What to produce - An unchanged copy of all the lines below is expected, and it should contain no pictures.
-------- Records for this task
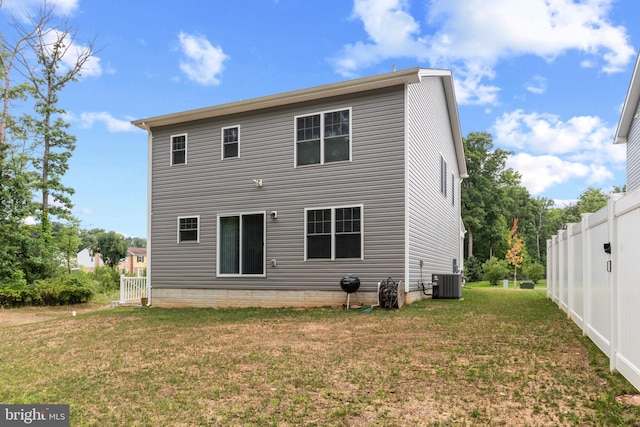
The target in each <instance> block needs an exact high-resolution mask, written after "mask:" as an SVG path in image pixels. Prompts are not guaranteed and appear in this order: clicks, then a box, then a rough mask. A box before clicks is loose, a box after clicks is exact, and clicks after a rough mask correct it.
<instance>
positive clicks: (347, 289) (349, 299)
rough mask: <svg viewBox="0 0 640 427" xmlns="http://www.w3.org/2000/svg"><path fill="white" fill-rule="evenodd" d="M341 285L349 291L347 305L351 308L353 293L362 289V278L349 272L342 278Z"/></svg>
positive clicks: (346, 291) (343, 289)
mask: <svg viewBox="0 0 640 427" xmlns="http://www.w3.org/2000/svg"><path fill="white" fill-rule="evenodd" d="M340 287H341V288H342V290H343V291H345V292H346V293H347V303H346V304H345V306H346V307H347V308H349V302H350V298H351V294H354V293H356V291H357V290H358V289H360V279H359V278H358V277H356V276H352V275H350V274H349V275H347V276H345V277H343V278H342V279H340Z"/></svg>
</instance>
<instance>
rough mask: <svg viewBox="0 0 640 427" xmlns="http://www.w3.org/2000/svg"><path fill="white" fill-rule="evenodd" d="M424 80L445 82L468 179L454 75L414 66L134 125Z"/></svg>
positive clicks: (301, 101) (458, 151) (166, 122)
mask: <svg viewBox="0 0 640 427" xmlns="http://www.w3.org/2000/svg"><path fill="white" fill-rule="evenodd" d="M424 77H440V78H441V79H442V83H443V85H444V88H445V95H446V100H447V114H448V116H449V122H450V123H451V133H452V135H453V143H454V146H455V150H456V160H457V163H458V170H459V171H460V177H461V178H467V177H468V174H467V165H466V162H465V157H464V147H463V144H462V131H461V130H460V119H459V116H458V105H457V103H456V98H455V89H454V85H453V76H452V73H451V71H449V70H440V69H432V68H418V67H414V68H409V69H406V70H400V71H392V72H390V73H384V74H378V75H374V76H370V77H363V78H359V79H353V80H347V81H343V82H338V83H331V84H327V85H322V86H315V87H311V88H307V89H300V90H295V91H291V92H284V93H280V94H276V95H269V96H264V97H260V98H253V99H248V100H244V101H236V102H231V103H228V104H221V105H215V106H211V107H205V108H199V109H195V110H188V111H183V112H178V113H173V114H166V115H162V116H155V117H149V118H146V119H139V120H134V121H132V122H131V123H132V124H133V125H135V126H137V127H139V128H141V129H144V130H147V131H149V132H150V131H151V129H152V128H154V127H159V126H167V125H172V124H179V123H185V122H190V121H194V120H201V119H208V118H214V117H218V116H223V115H229V114H237V113H244V112H249V111H256V110H260V109H264V108H273V107H279V106H284V105H290V104H296V103H300V102H305V101H313V100H318V99H324V98H329V97H333V96H339V95H346V94H355V93H359V92H364V91H369V90H374V89H380V88H384V87H391V86H396V85H407V84H413V83H419V82H420V81H421V79H422V78H424Z"/></svg>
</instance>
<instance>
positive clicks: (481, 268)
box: [464, 255, 482, 282]
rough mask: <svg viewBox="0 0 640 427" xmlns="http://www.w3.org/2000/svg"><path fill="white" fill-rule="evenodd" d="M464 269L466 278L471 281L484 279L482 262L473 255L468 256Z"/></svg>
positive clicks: (476, 280)
mask: <svg viewBox="0 0 640 427" xmlns="http://www.w3.org/2000/svg"><path fill="white" fill-rule="evenodd" d="M464 271H465V273H464V274H465V276H466V279H467V280H469V281H470V282H477V281H479V280H482V263H481V262H480V260H479V259H478V258H476V257H474V256H473V255H472V256H470V257H469V258H467V260H466V261H465V263H464Z"/></svg>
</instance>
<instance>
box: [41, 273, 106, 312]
mask: <svg viewBox="0 0 640 427" xmlns="http://www.w3.org/2000/svg"><path fill="white" fill-rule="evenodd" d="M34 289H35V291H36V292H37V293H38V294H39V296H40V299H41V300H42V303H43V304H45V305H65V304H79V303H83V302H87V301H89V300H90V299H91V297H92V296H93V295H94V294H95V292H96V286H95V283H94V281H93V280H92V279H91V278H90V277H89V276H88V275H86V274H84V273H82V272H74V273H71V274H65V275H60V276H57V277H53V278H51V279H47V280H39V281H38V282H36V284H35V286H34Z"/></svg>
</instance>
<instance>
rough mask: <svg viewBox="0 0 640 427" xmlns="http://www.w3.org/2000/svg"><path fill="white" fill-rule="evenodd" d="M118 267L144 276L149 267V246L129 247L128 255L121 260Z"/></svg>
mask: <svg viewBox="0 0 640 427" xmlns="http://www.w3.org/2000/svg"><path fill="white" fill-rule="evenodd" d="M118 269H119V270H121V271H124V272H125V273H129V274H135V275H136V276H138V277H142V276H144V274H145V270H146V269H147V248H128V249H127V256H126V257H125V259H123V260H122V261H120V263H119V264H118Z"/></svg>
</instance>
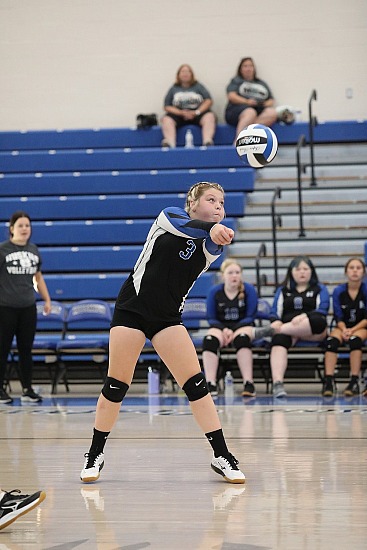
----------------
Written solution -
The target in each <instance> block needs an exact high-resolution mask, written after "mask:" as an SVG path in image pixels. Prompts are not guaranteed and appear in this order: clicks, then a box, then a rough mask. A box before clicks is loose, a box after clicks is exact, and clicks after a rough mask correct it.
<instance>
positive clicks: (347, 289) (349, 299)
rough mask: <svg viewBox="0 0 640 427" xmlns="http://www.w3.org/2000/svg"><path fill="white" fill-rule="evenodd" d="M341 285L349 291L347 305L351 308L353 293L362 289V278L349 272L342 278Z"/></svg>
positive clicks: (346, 291) (343, 289)
mask: <svg viewBox="0 0 640 427" xmlns="http://www.w3.org/2000/svg"><path fill="white" fill-rule="evenodd" d="M340 287H341V288H342V290H343V291H345V292H346V293H347V303H346V304H345V306H346V307H347V308H349V302H350V298H351V294H354V293H356V291H357V290H358V289H360V279H359V278H358V277H356V276H352V275H350V274H349V275H347V276H345V277H343V278H342V279H340Z"/></svg>
</instance>
<instance>
rough mask: <svg viewBox="0 0 640 427" xmlns="http://www.w3.org/2000/svg"><path fill="white" fill-rule="evenodd" d="M424 80L445 82L468 179L454 75L414 66L134 125Z"/></svg>
positive clicks: (301, 101) (458, 151) (166, 122)
mask: <svg viewBox="0 0 640 427" xmlns="http://www.w3.org/2000/svg"><path fill="white" fill-rule="evenodd" d="M424 77H440V78H441V79H442V83H443V85H444V88H445V95H446V100H447V114H448V116H449V122H450V123H451V133H452V135H453V143H454V146H455V150H456V160H457V163H458V170H459V171H460V177H461V178H467V177H468V174H467V165H466V162H465V157H464V147H463V144H462V131H461V130H460V119H459V116H458V105H457V103H456V98H455V89H454V85H453V76H452V73H451V71H449V70H440V69H432V68H418V67H414V68H409V69H406V70H400V71H392V72H390V73H384V74H378V75H374V76H370V77H363V78H359V79H353V80H347V81H343V82H338V83H331V84H327V85H322V86H315V87H311V88H307V89H300V90H295V91H291V92H284V93H280V94H276V95H269V96H264V97H260V98H253V99H248V100H244V101H236V102H231V103H228V104H221V105H215V106H211V107H205V108H199V109H195V110H188V111H183V112H178V113H173V114H166V115H162V116H155V117H149V118H146V119H139V120H134V121H132V122H131V123H132V124H133V125H135V126H137V127H139V128H141V129H144V130H147V131H149V132H150V131H151V129H152V128H154V127H159V126H167V125H172V124H179V123H185V122H190V121H194V120H201V119H208V118H214V117H218V116H223V115H229V114H237V113H244V112H249V111H256V110H260V109H264V108H273V107H279V106H284V105H290V104H296V103H300V102H305V101H313V100H318V99H324V98H329V97H333V96H339V95H346V94H355V93H359V92H364V91H369V90H374V89H380V88H384V87H391V86H396V85H407V84H413V83H419V82H420V81H421V79H422V78H424Z"/></svg>
</instance>
<instance>
positive clicks: (481, 268)
box: [464, 255, 482, 282]
rough mask: <svg viewBox="0 0 640 427" xmlns="http://www.w3.org/2000/svg"><path fill="white" fill-rule="evenodd" d="M464 269L466 278L471 281L484 279L482 262L473 255L468 256Z"/></svg>
positive clicks: (476, 280)
mask: <svg viewBox="0 0 640 427" xmlns="http://www.w3.org/2000/svg"><path fill="white" fill-rule="evenodd" d="M464 271H465V273H464V274H465V276H466V279H467V280H469V281H470V282H477V281H479V280H482V263H481V262H480V260H479V259H478V258H476V257H474V256H473V255H472V256H470V257H469V258H467V260H466V261H465V263H464Z"/></svg>
</instance>
<instance>
box: [41, 273, 106, 312]
mask: <svg viewBox="0 0 640 427" xmlns="http://www.w3.org/2000/svg"><path fill="white" fill-rule="evenodd" d="M34 289H35V291H36V292H37V293H38V294H39V296H40V299H41V300H42V303H43V304H45V305H65V304H79V303H83V302H87V301H89V300H90V299H91V297H92V296H93V295H94V294H95V292H96V286H95V283H94V281H93V280H92V279H91V278H90V277H89V276H88V275H86V274H84V273H82V272H74V273H71V274H65V275H60V276H57V277H53V278H51V279H47V280H39V281H38V282H36V284H35V286H34Z"/></svg>
</instance>
<instance>
rough mask: <svg viewBox="0 0 640 427" xmlns="http://www.w3.org/2000/svg"><path fill="white" fill-rule="evenodd" d="M118 267L144 276L149 267V246L129 247L128 255L121 260Z"/></svg>
mask: <svg viewBox="0 0 640 427" xmlns="http://www.w3.org/2000/svg"><path fill="white" fill-rule="evenodd" d="M118 269H119V270H121V271H124V272H125V273H129V274H135V275H136V276H138V277H142V276H144V274H145V270H146V269H147V248H128V249H127V256H126V257H125V259H123V260H122V261H120V263H119V264H118Z"/></svg>
</instance>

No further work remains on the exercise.